* Exercise requirements
Reproduce the Airflow issue report on operator deepcopy below, word for word and in full.

* Passage shown
You are viewing a plain text version of this content. The canonical link for it is here.
Posted to commits@airflow.apache.org by GitBox <gi...@apache.org> on 2022/07/31 16:34:28 UTC

[GitHub] [airflow] cansjt opened a new issue, #25431: Operator deepcopy does not honor `shallow_copy_attrs` if value also referenced in `__init_kwargs`

cansjt opened a new issue, #25431:
URL: https://github.com/apache/airflow/issues/25431

   ### Apache Airflow version
   
   2.3.3 (latest released)
   
   ### What happened
   
   When implementing a custom operator I stumbled on the following issue:
   - There is a way to indicate that an attibute of operator should be shallow-copied, instead of deepcopied (by adding its name to the `<OperatorClass>.shallow_copy_attrs` class attribute);
   - Most operator attributes see their value set in the operator's `__init__()` method;
   - The arguments given to an operator's `__init__()` method are captured in the instances [`_BaseOperator__init_kwargs`](https://github.com/apache/airflow/blob/main/airflow/models/baseoperator.py#L680) attribute;
   - When an operator instance is deepcopied, the `_BaseOperator__init_kwargs` is also copied;
   - If the value of an attribute was given to the `__init__()` then it is deepcopied anyway, when copying the content of the `_BaseOperator__init_kwargs` dictionary, despite being specified as that it should not be deepcopied;
   
   Note that there is an additional difficulty to this problem: the names of the `kwargs` do not necessarily match the name of the instance attribute. It can be easily worked around, by adding both name to the class' `shallow_copy_attrs` list. That things a bit redundant, though.

* Annotation records
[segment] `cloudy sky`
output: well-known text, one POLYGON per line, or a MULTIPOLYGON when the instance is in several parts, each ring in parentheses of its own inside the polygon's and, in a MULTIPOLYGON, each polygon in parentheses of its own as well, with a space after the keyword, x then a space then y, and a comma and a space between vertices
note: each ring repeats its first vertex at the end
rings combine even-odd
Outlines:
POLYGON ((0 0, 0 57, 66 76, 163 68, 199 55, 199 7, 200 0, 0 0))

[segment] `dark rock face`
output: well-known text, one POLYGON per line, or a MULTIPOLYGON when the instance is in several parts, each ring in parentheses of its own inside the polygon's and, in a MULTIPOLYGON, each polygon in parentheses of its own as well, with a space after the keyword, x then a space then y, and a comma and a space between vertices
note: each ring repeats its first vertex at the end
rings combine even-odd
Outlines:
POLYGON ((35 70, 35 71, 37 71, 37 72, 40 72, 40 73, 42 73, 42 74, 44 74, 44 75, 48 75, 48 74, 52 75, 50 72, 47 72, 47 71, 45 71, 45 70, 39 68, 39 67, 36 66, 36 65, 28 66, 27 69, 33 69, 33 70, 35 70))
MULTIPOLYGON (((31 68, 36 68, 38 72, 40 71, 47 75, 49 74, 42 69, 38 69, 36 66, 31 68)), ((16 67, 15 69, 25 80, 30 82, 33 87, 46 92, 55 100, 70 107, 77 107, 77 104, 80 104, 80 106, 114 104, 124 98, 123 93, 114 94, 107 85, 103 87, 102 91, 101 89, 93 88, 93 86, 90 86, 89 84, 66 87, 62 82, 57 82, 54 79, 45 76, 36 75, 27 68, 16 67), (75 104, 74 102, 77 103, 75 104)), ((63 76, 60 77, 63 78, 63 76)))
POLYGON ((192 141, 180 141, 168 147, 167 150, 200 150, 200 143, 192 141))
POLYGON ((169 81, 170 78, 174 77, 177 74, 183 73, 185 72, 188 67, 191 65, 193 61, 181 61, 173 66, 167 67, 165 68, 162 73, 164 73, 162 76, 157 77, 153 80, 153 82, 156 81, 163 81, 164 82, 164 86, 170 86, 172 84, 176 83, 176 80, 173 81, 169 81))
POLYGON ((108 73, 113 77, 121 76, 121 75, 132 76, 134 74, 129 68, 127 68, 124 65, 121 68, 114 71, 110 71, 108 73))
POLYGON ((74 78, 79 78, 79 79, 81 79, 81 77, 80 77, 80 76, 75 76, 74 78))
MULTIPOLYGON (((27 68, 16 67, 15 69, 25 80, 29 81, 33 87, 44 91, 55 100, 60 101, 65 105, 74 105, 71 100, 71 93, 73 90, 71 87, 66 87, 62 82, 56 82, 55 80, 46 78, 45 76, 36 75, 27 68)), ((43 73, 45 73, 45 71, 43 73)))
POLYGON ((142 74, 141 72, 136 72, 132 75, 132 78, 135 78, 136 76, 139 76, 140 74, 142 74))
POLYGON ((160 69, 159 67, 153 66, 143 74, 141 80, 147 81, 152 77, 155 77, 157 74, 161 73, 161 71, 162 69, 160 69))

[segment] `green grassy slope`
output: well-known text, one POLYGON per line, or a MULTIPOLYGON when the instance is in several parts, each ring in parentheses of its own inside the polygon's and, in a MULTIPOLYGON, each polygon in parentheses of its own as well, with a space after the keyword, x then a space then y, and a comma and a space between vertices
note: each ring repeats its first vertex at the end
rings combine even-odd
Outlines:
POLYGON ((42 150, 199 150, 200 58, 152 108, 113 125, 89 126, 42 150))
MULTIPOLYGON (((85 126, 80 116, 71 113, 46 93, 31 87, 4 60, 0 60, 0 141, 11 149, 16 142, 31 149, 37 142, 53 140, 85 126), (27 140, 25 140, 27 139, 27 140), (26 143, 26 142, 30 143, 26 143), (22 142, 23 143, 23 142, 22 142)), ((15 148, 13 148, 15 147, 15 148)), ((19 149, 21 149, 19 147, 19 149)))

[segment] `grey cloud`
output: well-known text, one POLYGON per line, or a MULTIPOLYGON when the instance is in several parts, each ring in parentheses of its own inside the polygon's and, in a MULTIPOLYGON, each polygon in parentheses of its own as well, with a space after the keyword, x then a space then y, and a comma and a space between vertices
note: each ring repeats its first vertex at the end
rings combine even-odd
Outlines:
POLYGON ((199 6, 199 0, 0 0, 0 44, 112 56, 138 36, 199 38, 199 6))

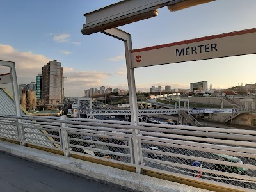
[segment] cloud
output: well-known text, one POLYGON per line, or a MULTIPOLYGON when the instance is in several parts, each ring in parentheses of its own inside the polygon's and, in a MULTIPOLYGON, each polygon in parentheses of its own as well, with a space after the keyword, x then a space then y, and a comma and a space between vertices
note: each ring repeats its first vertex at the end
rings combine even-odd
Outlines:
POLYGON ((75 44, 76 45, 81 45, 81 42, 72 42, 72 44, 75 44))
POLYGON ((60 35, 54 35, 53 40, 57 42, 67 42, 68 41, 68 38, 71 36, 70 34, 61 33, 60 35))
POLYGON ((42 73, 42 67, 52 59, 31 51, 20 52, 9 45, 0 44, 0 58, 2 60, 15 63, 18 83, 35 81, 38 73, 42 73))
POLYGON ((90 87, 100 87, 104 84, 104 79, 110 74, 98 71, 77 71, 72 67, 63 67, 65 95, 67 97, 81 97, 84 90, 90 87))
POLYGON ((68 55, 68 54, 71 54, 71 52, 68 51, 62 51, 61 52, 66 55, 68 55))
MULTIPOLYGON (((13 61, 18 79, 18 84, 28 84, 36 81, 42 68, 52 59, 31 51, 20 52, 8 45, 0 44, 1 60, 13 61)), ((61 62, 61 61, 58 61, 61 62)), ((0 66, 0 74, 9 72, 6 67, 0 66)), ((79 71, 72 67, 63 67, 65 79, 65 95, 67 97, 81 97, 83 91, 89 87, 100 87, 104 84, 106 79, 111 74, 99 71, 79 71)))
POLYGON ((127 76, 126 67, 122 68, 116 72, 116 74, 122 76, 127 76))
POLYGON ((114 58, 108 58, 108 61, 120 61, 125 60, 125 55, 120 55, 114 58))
...
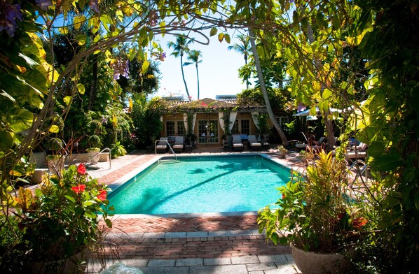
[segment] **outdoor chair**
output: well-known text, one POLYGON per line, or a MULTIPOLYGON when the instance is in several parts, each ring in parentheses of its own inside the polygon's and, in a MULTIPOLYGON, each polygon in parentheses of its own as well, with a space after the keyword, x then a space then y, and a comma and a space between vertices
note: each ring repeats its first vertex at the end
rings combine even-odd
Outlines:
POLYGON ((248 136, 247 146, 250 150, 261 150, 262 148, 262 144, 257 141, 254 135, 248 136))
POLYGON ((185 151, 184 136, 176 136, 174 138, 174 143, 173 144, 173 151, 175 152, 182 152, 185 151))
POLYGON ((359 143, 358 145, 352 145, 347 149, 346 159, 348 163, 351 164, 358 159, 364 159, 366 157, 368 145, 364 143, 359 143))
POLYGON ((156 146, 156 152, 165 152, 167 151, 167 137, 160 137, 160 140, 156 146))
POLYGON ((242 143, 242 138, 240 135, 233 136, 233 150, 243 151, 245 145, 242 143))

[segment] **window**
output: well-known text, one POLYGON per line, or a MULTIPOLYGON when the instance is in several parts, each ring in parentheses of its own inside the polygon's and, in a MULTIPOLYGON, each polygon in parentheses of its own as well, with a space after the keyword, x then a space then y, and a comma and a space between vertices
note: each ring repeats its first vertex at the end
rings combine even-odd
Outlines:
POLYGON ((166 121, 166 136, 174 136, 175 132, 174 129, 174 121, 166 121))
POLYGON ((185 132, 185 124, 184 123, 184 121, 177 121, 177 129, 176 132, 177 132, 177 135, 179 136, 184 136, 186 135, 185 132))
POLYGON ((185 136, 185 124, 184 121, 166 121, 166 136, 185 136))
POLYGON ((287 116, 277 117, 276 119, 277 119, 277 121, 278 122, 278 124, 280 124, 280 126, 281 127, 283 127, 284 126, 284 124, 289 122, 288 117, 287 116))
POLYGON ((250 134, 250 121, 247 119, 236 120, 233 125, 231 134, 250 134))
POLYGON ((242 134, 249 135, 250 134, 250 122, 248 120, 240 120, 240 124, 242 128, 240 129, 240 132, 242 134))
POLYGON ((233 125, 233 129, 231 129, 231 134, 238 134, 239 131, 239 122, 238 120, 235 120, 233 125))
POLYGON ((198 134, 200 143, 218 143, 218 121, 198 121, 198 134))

* Worked answer
You are viewing a plain text version of this content. The canonical link for it is here.
Posted to commits@airflow.apache.org by GitBox <gi...@apache.org> on 2022/07/31 16:34:28 UTC

[GitHub] [airflow] cansjt opened a new issue, #25431: Operator deepcopy does not honor `shallow_copy_attrs` if value also referenced in `__init_kwargs`

cansjt opened a new issue, #25431:
URL: https://github.com/apache/airflow/issues/25431

   ### Apache Airflow version
   
   2.3.3 (latest released)
   
   ### What happened
   
   When implementing a custom operator I stumbled on the following issue:
   - There is a way to indicate that an attibute of operator should be shallow-copied, instead of deepcopied (by adding its name to the `<OperatorClass>.shallow_copy_attrs` class attribute);
   - Most operator attributes see their value set in the operator's `__init__()` method;
   - The arguments given to an operator's `__init__()` method are captured in the instances [`_BaseOperator__init_kwargs`](https://github.com/apache/airflow/blob/main/airflow/models/baseoperator.py#L680) attribute;
   - When an operator instance is deepcopied, the `_BaseOperator__init_kwargs` is also copied;
   - If the value of an attribute was given to the `__init__()` then it is deepcopied anyway, when copying the content of the `_BaseOperator__init_kwargs` dictionary, despite being specified as that it should not be deepcopied;
   
   Note that there is an additional difficulty to this problem: the names of the `kwargs` do not necessarily match the name of the instance attribute. It can be easily worked around, by adding both name to the class' `shallow_copy_attrs` list. That things a bit redundant, though.